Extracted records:
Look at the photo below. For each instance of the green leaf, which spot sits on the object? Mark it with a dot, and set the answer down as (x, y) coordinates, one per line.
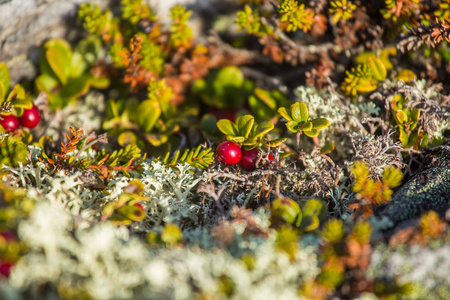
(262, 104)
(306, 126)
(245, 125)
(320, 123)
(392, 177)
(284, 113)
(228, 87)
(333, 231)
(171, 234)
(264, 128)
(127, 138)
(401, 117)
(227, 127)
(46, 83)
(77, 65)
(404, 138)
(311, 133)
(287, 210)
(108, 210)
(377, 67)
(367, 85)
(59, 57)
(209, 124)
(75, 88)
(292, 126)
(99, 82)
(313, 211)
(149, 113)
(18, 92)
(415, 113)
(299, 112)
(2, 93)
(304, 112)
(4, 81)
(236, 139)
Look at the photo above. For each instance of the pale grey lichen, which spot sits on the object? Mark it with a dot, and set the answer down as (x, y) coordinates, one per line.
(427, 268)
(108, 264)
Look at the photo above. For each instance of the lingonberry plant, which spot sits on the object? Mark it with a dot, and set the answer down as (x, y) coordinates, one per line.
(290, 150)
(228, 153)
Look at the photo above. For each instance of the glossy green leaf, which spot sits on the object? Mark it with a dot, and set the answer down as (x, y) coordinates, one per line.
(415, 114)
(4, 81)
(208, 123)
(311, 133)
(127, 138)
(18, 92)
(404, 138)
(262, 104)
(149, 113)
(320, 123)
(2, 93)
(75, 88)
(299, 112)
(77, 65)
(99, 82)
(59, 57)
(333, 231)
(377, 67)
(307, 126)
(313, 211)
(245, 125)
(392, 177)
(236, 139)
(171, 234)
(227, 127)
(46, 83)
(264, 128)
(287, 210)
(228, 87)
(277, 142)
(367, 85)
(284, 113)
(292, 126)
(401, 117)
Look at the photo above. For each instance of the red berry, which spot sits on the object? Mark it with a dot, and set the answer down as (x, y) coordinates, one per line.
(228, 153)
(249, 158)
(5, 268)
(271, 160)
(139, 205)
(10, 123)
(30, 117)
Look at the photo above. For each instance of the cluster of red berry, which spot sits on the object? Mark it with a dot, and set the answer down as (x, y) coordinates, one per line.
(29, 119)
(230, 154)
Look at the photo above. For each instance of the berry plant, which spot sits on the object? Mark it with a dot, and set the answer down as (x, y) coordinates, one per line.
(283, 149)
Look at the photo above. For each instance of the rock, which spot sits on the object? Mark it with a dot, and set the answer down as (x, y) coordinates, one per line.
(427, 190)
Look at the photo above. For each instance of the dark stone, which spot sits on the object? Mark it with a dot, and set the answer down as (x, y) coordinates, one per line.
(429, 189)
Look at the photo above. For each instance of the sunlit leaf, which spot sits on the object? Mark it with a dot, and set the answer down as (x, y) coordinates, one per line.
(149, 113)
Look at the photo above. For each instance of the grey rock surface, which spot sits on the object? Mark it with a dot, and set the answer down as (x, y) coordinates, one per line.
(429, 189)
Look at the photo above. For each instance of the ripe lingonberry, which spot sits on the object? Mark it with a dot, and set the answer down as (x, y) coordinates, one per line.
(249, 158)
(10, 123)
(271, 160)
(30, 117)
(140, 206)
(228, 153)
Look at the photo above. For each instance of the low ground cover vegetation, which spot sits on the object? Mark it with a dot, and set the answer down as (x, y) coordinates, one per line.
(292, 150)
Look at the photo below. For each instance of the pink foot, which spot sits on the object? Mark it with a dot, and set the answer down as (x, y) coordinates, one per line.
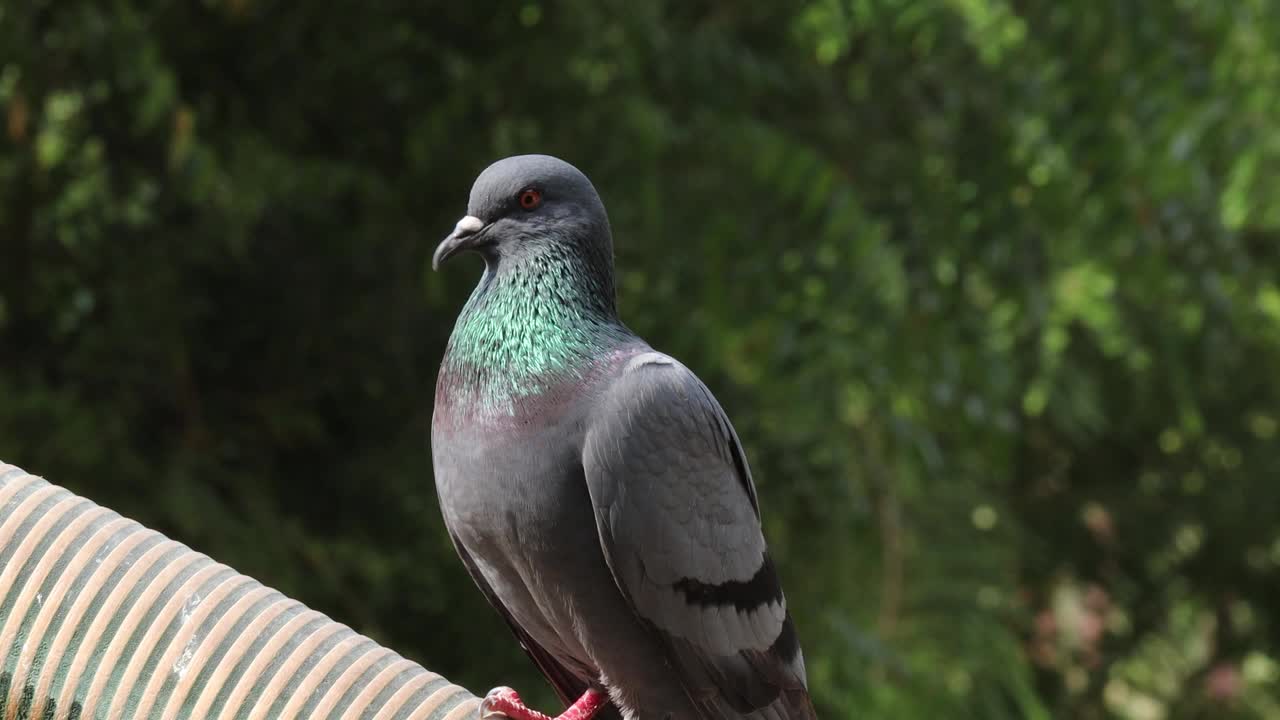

TASK: Convert the lines above into a numbered list, starting at the line that contains "Look at the photo above. For each instance of the ripe" and running through the last line, with blank lines skipped. Leave out any picture.

TASK RESPONSE:
1. Look at the photo above. For each instance of the ripe lingonberry, which spot sits on the object? Mark it with a dot, and set the answer down as (x, y) coordinates, one per line.
2. (249, 158)
3. (10, 123)
4. (271, 160)
5. (30, 117)
6. (140, 206)
7. (228, 153)
8. Look at the photo above. For each instance of the low ground cover vegetation, which spot sits on the object? Mark it with a dot, and set the answer down as (x, y) coordinates, one per line.
9. (292, 150)
10. Look at the photo below. For each instance of the pink foot, which spot sits on the object? Mark it with a dot, and set the answer down as (x, y) coordinates, one per line.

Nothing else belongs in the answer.